§ List of tasks
1. In the workshop description, replace "Daguerreotype" with "Tintype" and write out the stretch from "Dale received a" through "Station in Finland." with that change.
2. According to the workshop description, in what year did Dale Rio co-found The Halide Project?

§ Excerpt to read
════
Extracting Humans from the Landscape with Dale Rio
Extracting Humans from the Landscape with Dale Rio
May 9th - June 13th, 2024
Meets every Thursday from 6 pm - 8 pm EDT via Zoom for 6 weeks.
Human activity has impacted every corner of the globe, including remote areas where human beings aren’t physically present. Places – waterways, forests, deserts, etc. – have been mapped and assigned names, throughout history mythology has conveyed stories of the natural world, and pollution travels on the air and seas. Is it possible for contemporary photographers to tell visual stories about the natural world without referencing humanity; human history, activities, folklore, industry?
In this six-week practice group, we’ll explore ways to extract human beings from the landscape and create projects that tell stories of place independent of human impact. And we will debate whether this is even possible.
Kinship uses a pay-what-you-can honor system with a minimum donation or $50. The average contribution for a six-week practice group is $125. Please give as generously as you can. If you cannot afford the minimum contribution of $50 please don't hesitate to request a scholarship.
Dale Rio is a photographic artist whose work explores issues such as mortality, human constructs, and humanity’s relationship with the natural world. Utilizing film and historic photographic processes, Dale employs “straight” photography to document the world around her and also creates conceptual work in response to that world. Her photographs have been shown extensively in the U.S., as well as in England, Germany, and New Zealand. They reside in private collections and have been reproduced in countless publications. She has authored one book and co-authored a second.
Dale received a BA in Studio Art from Smith College in 1993 and an MFA in Photography from Pratt Institute in 1996. In 1997, she was awarded a Fulbright Travel Grant and the Miguel Vinciguerra Grant to document life in rural Sicily. Upon her return to the States, Dale embarked upon a varied photographic career that has included freelancing, serving as a master darkroom printer, teaching, curating, and editing.
In 2018, Dale was the recipient of a Windgate Scholarship, which allowed her to study the Daguerreotype process at Penland School of Craft. She has attended residencies at Penland, the Studios at MASS MoCA, the Farmington Valley Arts Center (Connecticut), and Ars BioArctica at the Kilpisjärvi Biological Station in Finland.
Dale has been involved with numerous photo and art centers across the country, and in 2015, she co-founded The Halide Project, a Philadelphia-based non-profit whose mission is the support of alternative and historic process photography. In 2021, she launched Point A to Point B: analog explorations, a print publication that features travel- and place-based alternative process photographic work, and in 2022 she founded Lux et Libera: women at the intersection of light and chemistry, an initiative that seeks to recognize the leading role women play in alternative process photography and create new opportunities for them.
════
Spatial localization data

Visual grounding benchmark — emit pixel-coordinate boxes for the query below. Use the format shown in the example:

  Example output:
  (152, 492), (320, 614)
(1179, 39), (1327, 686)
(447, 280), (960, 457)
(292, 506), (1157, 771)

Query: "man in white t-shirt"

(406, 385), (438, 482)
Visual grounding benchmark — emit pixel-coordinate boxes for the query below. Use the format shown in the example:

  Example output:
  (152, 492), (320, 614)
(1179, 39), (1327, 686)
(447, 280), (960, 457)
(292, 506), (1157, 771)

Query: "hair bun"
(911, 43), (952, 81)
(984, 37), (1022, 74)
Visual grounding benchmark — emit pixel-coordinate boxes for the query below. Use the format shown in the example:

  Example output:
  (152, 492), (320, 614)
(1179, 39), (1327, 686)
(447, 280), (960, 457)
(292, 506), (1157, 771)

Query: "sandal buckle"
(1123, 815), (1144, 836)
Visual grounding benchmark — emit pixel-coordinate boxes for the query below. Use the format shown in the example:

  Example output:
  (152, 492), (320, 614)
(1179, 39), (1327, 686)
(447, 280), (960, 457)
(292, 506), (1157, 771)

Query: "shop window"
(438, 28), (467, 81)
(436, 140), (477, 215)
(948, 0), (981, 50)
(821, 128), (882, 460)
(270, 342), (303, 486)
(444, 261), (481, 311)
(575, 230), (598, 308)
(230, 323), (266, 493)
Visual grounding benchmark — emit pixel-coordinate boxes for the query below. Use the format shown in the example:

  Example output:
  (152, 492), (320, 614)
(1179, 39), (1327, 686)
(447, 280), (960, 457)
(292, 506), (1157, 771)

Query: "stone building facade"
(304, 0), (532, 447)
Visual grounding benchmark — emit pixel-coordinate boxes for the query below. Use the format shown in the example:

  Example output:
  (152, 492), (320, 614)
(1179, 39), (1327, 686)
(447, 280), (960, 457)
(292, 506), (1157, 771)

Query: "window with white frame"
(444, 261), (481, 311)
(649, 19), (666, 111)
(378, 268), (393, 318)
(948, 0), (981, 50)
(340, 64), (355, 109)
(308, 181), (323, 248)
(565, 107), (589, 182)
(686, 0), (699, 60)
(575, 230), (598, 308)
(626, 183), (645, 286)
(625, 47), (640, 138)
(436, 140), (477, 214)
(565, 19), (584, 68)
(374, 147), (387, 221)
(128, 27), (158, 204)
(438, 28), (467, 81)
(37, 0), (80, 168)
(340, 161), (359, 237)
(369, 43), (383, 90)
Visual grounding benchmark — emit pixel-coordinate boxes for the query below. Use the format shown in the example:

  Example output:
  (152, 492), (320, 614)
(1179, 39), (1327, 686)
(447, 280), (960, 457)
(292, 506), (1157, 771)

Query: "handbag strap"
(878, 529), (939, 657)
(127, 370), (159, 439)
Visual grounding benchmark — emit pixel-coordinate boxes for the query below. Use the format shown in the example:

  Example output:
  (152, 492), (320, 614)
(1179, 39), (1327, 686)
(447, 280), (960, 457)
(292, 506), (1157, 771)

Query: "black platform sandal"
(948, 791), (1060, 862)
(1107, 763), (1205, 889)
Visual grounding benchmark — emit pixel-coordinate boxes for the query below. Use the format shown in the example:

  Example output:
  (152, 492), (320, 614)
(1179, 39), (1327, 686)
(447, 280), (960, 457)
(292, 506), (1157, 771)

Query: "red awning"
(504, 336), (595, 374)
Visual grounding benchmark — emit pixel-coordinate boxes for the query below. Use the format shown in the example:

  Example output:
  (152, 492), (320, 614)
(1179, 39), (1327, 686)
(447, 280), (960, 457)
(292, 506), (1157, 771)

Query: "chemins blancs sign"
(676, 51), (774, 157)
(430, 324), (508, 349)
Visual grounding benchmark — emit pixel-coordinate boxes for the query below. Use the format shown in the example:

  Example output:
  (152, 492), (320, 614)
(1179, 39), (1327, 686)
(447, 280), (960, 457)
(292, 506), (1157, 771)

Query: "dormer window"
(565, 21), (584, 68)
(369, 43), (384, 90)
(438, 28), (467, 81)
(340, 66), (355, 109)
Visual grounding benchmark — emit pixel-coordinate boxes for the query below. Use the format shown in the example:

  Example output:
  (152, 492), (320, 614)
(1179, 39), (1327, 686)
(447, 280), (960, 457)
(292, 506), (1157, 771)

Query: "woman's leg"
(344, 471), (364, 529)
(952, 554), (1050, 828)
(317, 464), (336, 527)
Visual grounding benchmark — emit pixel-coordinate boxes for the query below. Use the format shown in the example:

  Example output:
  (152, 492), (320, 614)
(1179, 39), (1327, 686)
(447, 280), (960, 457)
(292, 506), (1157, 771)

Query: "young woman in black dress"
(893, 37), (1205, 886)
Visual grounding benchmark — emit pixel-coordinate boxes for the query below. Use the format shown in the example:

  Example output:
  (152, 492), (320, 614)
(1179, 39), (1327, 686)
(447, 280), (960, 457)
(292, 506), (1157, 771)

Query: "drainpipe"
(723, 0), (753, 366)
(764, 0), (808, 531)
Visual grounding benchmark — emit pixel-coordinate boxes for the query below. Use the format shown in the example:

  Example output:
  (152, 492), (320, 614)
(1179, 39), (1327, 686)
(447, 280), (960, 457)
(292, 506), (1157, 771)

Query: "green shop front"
════
§ Replies
1.
Dale received a BA in Studio Art from Smith College in 1993 and an MFA in Photography from Pratt Institute in 1996. In 1997, she was awarded a Fulbright Travel Grant and the Miguel Vinciguerra Grant to document life in rural Sicily. Upon her return to the States, Dale embarked upon a varied photographic career that has included freelancing, serving as a master darkroom printer, teaching, curating, and editing.
In 2018, Dale was the recipient of a Windgate Scholarship, which allowed her to study the Tintype process at Penland School of Craft. She has attended residencies at Penland, the Studios at MASS MoCA, the Farmington Valley Arts Center (Connecticut), and Ars BioArctica at the Kilpisjärvi Biological Station in Finland.

2. 2015